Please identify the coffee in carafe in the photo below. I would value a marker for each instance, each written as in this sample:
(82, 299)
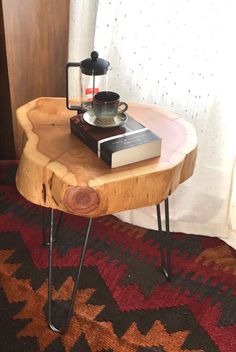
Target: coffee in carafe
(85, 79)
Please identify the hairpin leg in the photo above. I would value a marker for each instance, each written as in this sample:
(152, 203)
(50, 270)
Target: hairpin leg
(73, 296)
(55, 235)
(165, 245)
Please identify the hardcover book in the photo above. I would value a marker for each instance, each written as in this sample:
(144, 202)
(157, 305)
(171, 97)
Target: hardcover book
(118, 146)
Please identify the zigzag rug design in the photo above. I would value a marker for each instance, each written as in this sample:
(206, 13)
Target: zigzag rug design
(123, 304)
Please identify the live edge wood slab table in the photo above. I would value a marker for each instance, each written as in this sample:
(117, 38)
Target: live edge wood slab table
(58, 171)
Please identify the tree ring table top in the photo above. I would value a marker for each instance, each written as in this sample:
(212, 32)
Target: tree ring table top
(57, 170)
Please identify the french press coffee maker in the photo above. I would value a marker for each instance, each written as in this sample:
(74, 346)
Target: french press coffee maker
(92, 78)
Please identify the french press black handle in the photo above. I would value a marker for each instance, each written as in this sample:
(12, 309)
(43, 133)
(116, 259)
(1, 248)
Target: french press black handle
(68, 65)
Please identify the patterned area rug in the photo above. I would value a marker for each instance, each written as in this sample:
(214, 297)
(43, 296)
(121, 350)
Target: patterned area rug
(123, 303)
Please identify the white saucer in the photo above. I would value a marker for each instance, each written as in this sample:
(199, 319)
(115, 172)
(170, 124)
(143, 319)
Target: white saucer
* * *
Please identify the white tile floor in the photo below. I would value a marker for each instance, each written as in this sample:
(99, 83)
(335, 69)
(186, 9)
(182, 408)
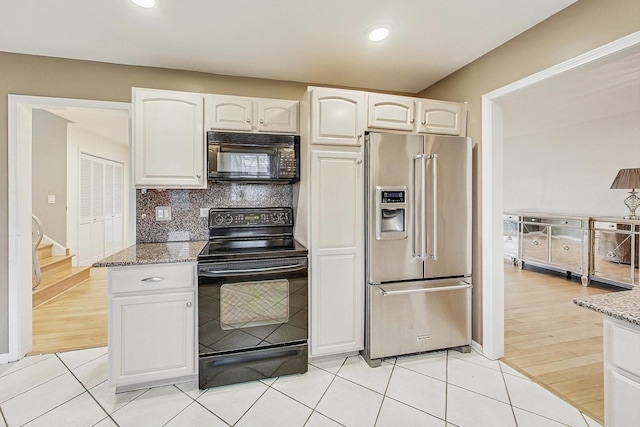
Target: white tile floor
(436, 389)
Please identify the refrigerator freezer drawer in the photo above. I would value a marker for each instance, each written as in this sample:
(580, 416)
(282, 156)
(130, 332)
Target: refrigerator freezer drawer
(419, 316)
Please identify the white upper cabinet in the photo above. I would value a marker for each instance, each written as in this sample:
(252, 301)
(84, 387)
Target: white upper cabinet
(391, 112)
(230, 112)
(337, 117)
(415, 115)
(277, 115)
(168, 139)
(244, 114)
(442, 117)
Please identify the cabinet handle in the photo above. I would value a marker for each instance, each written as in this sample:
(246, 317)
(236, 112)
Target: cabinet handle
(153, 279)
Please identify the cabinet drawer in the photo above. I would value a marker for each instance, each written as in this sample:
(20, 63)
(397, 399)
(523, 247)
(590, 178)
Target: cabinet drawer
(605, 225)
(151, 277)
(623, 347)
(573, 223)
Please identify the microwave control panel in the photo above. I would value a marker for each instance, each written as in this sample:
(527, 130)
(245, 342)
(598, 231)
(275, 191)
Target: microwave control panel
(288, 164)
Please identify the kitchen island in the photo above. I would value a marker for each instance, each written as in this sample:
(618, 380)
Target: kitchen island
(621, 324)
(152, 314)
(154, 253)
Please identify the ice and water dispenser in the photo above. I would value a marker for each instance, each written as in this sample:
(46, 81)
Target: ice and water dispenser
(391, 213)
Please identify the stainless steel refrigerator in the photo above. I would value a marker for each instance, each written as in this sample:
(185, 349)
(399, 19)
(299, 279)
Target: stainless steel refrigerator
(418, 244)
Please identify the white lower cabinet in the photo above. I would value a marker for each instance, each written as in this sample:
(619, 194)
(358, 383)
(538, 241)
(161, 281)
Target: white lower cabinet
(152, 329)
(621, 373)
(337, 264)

• [WHAT NEEDS TO BE DONE]: Reproduce each line from the listing above that includes the word "below".

• [TASK RESULT]:
Please identify the coffee in carafe in the photo below. I would value a marker for each instance, each written as in this sample:
Please identify the white tile floor in the photo below. I would value a marker for each instance, each written as in this sample:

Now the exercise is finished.